<<<<

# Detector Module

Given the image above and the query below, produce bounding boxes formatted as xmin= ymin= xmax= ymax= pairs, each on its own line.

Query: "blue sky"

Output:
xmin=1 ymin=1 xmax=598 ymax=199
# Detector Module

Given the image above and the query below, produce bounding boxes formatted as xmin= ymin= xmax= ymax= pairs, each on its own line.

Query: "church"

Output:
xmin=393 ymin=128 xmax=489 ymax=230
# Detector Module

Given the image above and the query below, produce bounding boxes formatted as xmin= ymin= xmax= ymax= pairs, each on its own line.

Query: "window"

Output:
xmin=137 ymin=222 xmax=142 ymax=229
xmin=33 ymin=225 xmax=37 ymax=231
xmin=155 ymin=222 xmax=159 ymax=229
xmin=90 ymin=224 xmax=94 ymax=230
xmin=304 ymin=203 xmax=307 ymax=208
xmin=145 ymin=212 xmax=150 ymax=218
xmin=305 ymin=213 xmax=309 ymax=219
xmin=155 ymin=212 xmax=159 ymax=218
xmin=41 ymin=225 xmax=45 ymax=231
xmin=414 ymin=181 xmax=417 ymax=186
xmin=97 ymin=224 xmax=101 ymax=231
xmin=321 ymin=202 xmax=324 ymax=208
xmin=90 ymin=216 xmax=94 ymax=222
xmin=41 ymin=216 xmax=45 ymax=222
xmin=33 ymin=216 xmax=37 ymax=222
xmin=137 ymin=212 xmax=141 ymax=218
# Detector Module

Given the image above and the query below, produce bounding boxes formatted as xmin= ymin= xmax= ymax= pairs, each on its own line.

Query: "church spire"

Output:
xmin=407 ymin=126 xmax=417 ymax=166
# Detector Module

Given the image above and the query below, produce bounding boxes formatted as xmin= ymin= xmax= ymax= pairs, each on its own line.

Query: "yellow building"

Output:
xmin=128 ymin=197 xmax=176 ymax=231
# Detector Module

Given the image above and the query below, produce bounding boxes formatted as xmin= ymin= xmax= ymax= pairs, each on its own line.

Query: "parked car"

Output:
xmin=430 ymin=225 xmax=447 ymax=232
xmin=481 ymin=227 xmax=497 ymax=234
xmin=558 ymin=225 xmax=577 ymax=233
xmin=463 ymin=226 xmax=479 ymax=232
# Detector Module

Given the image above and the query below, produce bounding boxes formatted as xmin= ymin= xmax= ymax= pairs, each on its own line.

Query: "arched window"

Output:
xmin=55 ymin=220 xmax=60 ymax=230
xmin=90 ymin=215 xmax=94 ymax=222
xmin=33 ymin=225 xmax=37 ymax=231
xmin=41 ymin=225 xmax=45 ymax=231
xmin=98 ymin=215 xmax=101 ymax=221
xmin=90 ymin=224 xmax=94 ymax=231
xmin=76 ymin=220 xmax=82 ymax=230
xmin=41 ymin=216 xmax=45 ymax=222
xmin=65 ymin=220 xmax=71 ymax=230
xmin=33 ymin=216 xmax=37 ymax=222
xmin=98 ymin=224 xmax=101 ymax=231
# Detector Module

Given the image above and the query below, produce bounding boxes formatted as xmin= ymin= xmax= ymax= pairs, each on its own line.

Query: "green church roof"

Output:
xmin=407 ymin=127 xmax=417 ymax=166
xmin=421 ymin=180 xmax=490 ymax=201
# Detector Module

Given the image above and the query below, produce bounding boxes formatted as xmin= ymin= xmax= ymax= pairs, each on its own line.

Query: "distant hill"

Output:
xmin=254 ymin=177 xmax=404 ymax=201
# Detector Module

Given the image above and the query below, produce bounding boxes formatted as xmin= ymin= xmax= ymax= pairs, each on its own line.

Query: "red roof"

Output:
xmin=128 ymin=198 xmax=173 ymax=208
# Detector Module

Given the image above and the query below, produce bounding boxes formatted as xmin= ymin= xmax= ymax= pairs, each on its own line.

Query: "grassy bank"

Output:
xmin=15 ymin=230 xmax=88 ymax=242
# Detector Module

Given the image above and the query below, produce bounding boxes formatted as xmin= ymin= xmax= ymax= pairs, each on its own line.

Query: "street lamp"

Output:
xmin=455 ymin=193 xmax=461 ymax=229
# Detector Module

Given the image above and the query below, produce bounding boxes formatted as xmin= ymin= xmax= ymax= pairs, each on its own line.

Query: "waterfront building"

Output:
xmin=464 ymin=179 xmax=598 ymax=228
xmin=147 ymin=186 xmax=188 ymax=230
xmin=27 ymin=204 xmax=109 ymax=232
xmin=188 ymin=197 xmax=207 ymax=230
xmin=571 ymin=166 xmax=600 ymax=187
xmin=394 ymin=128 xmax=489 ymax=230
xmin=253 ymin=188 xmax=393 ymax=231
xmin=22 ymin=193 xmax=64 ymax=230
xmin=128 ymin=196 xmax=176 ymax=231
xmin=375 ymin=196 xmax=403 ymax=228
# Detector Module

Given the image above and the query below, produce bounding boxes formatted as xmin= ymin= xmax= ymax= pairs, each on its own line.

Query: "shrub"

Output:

>>>>
<<<<

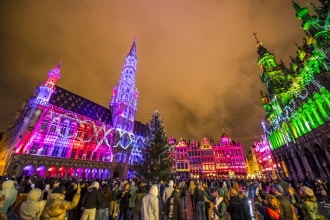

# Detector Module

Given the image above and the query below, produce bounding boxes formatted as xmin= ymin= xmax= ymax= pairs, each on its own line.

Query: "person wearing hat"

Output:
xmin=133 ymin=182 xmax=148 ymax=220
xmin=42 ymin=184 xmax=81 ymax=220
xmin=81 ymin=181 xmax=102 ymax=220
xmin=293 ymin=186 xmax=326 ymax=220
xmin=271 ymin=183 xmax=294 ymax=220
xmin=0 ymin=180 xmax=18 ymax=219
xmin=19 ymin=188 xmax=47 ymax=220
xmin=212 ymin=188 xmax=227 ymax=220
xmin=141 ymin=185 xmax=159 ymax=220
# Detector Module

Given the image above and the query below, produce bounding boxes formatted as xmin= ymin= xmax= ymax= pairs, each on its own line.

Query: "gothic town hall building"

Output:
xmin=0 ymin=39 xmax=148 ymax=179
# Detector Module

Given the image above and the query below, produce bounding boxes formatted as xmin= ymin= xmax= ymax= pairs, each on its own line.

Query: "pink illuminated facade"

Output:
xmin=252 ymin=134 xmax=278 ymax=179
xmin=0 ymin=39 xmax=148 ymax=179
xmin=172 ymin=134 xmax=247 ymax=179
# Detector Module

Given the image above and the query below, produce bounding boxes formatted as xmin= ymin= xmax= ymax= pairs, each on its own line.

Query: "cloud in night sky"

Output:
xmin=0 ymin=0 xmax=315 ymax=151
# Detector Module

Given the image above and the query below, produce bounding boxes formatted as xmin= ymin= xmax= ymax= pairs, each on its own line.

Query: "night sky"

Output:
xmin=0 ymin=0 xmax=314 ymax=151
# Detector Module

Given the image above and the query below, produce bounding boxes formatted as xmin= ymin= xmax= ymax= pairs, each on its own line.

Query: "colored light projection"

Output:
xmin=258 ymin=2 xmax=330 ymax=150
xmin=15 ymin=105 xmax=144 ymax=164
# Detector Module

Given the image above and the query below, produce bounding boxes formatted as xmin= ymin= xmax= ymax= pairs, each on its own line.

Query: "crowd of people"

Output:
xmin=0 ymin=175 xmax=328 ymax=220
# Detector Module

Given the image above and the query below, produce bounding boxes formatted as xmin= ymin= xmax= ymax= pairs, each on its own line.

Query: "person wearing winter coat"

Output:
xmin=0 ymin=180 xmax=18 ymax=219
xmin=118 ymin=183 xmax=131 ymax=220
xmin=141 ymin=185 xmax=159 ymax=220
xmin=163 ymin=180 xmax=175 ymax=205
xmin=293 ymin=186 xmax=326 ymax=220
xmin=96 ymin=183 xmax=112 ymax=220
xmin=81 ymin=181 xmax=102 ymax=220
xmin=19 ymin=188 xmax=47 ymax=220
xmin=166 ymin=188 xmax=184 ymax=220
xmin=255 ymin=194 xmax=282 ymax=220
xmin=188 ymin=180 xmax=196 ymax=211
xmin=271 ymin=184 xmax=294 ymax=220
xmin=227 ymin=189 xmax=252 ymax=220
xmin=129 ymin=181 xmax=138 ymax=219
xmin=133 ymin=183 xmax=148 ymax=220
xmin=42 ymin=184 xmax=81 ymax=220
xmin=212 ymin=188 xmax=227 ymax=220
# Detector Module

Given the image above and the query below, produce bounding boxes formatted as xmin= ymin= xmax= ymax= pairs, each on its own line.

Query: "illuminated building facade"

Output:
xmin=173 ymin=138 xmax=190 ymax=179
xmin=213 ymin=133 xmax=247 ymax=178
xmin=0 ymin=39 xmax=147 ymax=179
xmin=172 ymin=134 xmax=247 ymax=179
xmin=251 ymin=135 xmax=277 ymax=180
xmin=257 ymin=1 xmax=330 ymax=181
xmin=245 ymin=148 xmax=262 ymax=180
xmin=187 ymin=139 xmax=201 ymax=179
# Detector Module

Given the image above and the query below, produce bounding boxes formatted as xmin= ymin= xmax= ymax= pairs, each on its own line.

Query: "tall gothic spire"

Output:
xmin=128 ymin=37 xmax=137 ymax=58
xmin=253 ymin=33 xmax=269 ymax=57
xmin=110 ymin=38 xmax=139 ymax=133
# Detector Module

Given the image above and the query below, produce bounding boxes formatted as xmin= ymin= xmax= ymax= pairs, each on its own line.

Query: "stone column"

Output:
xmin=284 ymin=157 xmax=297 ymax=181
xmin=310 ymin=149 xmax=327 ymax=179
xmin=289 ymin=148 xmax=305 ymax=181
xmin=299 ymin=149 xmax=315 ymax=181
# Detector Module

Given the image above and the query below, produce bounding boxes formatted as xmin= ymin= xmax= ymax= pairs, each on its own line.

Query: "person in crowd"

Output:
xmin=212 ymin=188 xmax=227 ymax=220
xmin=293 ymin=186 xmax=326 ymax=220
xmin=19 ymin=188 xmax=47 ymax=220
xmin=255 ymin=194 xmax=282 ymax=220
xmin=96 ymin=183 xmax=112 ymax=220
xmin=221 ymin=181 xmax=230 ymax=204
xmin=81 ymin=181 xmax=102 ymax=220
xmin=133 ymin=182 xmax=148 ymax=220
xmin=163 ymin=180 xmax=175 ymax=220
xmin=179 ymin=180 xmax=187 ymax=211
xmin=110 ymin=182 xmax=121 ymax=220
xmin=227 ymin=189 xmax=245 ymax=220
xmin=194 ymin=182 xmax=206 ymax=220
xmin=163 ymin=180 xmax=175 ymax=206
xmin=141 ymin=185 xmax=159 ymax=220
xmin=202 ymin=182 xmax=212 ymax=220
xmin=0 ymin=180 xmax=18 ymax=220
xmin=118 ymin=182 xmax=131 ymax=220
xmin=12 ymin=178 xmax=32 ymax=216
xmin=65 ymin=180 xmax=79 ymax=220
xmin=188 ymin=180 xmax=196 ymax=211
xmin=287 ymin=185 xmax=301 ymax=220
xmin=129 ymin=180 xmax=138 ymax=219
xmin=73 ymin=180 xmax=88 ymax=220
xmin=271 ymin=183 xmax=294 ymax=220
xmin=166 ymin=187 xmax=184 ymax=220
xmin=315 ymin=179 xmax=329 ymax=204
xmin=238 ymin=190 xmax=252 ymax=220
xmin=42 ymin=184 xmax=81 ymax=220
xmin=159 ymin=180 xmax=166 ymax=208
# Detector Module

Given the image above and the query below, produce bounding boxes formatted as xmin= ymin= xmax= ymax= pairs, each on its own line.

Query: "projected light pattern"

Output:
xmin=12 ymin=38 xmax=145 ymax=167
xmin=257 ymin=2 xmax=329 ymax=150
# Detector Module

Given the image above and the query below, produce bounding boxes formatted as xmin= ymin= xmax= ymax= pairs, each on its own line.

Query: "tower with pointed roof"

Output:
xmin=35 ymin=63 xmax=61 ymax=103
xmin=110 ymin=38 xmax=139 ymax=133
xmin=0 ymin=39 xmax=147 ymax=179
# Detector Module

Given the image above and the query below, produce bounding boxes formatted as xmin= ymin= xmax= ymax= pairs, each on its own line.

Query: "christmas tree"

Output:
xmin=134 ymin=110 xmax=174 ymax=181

>>>>

→ Exercise: Line count for "wearing": report how many lines in the data above include it, with no other words.

→ Answer space: 2